### Written task
Find every line in the rows below that contains the word "plate" and copy each of those lines.

---------- Excerpted data

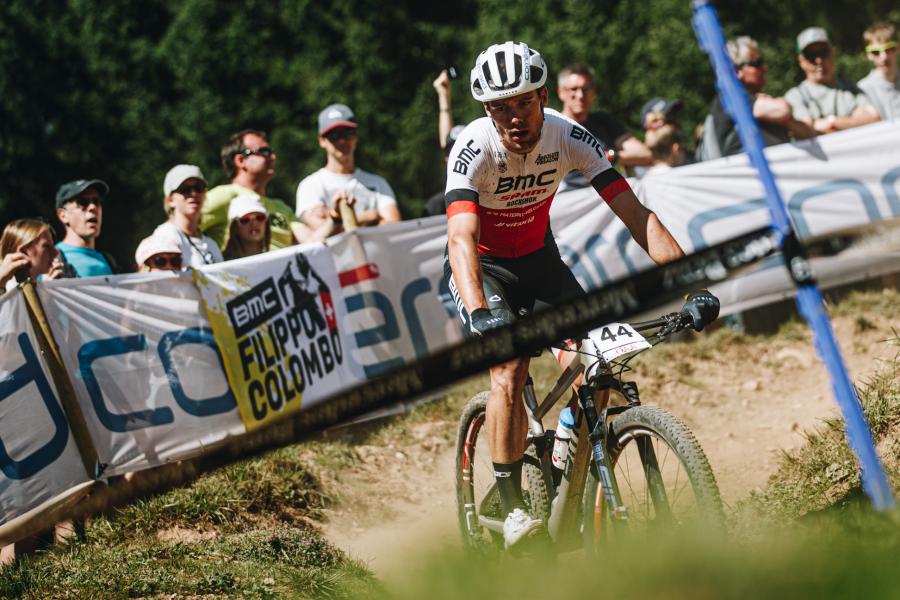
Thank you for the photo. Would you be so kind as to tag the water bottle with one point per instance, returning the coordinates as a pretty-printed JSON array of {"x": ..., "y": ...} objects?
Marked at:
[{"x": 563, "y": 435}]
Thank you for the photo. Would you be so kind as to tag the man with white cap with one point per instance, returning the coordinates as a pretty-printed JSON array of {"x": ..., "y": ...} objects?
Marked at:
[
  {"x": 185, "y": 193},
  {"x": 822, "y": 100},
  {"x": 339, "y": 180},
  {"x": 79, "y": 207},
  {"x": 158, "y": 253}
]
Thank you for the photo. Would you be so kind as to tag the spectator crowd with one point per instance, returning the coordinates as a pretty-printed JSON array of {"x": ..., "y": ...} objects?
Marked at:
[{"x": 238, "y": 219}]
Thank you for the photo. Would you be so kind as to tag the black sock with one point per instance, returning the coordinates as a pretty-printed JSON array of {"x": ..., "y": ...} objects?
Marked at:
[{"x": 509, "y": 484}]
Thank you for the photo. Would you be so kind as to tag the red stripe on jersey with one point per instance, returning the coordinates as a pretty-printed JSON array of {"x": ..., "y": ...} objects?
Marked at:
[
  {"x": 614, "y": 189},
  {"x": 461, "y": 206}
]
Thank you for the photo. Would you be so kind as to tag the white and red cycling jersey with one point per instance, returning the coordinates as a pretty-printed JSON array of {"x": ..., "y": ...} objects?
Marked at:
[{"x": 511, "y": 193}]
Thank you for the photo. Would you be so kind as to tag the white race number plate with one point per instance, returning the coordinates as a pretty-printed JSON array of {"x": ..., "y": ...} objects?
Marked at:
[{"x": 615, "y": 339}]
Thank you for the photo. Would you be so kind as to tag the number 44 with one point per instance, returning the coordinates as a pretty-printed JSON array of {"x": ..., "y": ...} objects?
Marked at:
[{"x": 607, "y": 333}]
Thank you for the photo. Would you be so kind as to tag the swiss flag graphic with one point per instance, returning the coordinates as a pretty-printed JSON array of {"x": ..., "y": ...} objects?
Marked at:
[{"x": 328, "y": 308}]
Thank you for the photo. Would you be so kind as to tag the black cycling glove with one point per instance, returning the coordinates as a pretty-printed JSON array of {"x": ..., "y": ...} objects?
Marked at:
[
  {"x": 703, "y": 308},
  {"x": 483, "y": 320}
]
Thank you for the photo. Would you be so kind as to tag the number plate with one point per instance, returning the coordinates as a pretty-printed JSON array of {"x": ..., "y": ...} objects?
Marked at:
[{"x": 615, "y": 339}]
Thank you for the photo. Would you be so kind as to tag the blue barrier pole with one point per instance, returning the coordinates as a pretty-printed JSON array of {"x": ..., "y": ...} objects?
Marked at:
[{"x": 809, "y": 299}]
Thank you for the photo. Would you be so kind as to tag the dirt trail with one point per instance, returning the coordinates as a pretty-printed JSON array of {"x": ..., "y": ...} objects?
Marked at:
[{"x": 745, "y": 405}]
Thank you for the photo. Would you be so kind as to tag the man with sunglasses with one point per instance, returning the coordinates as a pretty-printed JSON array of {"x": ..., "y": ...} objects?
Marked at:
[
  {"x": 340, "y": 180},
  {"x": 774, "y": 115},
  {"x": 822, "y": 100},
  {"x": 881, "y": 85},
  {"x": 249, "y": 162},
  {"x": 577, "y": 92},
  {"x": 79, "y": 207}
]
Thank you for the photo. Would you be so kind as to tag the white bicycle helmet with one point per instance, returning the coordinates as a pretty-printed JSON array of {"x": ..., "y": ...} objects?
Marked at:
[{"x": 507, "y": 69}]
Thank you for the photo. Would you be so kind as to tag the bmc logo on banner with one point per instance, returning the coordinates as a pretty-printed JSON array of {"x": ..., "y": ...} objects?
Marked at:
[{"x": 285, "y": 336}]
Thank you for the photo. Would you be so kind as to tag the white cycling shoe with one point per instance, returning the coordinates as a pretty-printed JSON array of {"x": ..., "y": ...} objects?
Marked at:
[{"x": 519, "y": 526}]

--------------------
---------- Excerpted data

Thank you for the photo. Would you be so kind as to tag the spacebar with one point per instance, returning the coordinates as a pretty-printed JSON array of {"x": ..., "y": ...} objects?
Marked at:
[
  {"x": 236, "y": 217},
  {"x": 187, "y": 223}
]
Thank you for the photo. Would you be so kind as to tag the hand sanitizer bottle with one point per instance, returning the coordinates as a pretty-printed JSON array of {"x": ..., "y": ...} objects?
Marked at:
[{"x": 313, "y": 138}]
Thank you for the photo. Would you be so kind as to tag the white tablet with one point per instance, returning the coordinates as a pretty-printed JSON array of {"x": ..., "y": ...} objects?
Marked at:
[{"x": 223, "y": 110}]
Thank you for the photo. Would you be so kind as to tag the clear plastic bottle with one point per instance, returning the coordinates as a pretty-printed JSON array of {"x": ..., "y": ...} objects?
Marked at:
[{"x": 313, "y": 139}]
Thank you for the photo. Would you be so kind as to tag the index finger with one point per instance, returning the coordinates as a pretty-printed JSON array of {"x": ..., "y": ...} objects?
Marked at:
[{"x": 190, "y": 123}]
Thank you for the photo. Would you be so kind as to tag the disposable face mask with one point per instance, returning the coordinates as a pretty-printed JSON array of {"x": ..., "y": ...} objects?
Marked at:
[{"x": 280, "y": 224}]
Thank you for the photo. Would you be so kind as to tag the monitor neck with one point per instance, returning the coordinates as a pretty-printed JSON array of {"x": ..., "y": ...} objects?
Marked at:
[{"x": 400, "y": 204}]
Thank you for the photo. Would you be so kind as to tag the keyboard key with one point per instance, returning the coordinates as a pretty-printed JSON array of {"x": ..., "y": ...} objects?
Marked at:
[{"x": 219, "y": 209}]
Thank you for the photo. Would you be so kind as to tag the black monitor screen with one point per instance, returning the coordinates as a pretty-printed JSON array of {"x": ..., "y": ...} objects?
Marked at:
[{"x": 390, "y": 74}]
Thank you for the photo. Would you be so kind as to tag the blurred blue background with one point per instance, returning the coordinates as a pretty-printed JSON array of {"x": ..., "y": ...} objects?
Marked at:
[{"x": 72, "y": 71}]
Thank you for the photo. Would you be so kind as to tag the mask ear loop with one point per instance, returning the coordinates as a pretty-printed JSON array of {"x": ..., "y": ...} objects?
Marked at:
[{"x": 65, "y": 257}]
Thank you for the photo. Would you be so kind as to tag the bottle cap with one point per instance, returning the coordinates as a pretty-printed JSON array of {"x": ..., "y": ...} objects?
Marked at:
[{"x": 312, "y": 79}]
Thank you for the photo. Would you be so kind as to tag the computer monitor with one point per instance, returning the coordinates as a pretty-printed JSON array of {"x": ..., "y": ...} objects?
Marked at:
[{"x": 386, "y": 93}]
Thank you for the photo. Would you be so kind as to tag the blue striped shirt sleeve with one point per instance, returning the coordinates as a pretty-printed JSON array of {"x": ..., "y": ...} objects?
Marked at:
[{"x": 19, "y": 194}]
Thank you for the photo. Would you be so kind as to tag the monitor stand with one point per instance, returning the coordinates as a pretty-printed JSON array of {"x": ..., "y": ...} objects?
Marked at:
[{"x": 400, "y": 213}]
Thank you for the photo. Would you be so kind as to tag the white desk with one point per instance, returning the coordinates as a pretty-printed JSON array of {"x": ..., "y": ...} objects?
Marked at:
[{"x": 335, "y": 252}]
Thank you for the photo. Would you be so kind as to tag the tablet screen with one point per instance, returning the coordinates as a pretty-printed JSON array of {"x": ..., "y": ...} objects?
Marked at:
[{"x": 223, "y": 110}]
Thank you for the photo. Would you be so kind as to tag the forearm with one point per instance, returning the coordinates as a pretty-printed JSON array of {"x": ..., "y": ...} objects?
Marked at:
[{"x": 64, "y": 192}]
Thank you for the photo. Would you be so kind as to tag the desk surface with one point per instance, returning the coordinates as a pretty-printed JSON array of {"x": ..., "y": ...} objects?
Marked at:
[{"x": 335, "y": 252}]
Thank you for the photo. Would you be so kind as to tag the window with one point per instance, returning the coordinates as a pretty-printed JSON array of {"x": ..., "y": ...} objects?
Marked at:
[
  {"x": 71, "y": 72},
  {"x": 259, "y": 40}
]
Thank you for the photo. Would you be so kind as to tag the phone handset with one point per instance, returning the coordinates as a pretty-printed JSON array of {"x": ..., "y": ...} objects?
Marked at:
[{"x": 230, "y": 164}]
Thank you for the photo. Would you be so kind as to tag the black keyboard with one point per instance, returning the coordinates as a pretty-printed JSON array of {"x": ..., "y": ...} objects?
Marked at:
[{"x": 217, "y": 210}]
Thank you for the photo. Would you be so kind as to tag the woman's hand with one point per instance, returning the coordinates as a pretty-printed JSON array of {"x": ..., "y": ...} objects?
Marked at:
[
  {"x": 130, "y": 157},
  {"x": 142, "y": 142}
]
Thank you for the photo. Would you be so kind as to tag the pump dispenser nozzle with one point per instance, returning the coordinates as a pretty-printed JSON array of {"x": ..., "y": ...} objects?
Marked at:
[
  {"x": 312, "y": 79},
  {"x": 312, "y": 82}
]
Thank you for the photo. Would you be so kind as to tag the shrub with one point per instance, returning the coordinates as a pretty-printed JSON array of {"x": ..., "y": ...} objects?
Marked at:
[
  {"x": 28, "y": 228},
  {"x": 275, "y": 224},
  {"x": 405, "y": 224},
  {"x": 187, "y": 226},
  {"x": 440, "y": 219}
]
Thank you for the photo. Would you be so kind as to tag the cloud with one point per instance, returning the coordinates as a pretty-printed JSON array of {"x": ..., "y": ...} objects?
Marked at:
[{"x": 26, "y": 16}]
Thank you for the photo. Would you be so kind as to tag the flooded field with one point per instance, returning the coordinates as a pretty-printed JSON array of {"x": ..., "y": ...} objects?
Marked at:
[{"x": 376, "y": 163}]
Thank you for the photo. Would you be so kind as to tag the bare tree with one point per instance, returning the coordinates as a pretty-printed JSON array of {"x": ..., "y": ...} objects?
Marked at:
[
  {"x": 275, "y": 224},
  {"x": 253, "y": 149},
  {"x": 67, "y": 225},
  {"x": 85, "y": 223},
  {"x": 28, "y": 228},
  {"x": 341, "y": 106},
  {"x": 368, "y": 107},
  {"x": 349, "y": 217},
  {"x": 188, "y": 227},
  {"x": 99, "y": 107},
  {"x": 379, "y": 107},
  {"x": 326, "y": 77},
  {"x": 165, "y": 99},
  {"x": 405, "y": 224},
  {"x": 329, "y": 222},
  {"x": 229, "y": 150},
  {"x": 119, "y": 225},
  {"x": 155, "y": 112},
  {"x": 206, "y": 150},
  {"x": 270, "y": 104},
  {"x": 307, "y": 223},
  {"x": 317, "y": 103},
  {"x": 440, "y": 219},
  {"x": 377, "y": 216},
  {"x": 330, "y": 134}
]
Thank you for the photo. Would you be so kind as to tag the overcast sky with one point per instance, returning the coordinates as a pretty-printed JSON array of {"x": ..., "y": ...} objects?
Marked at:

--------------------

### The response
Thank you for the photo. Would you be so kind as to tag the white race number plate with one point per instance, returning the coordinates as a pretty-printed JSON array of {"x": ..., "y": ...} objects?
Thank you for the photo. Would you be so kind as to tag the number plate with one point per instance, returning the coordinates as a pretty-printed JSON array of {"x": ..., "y": ...} objects?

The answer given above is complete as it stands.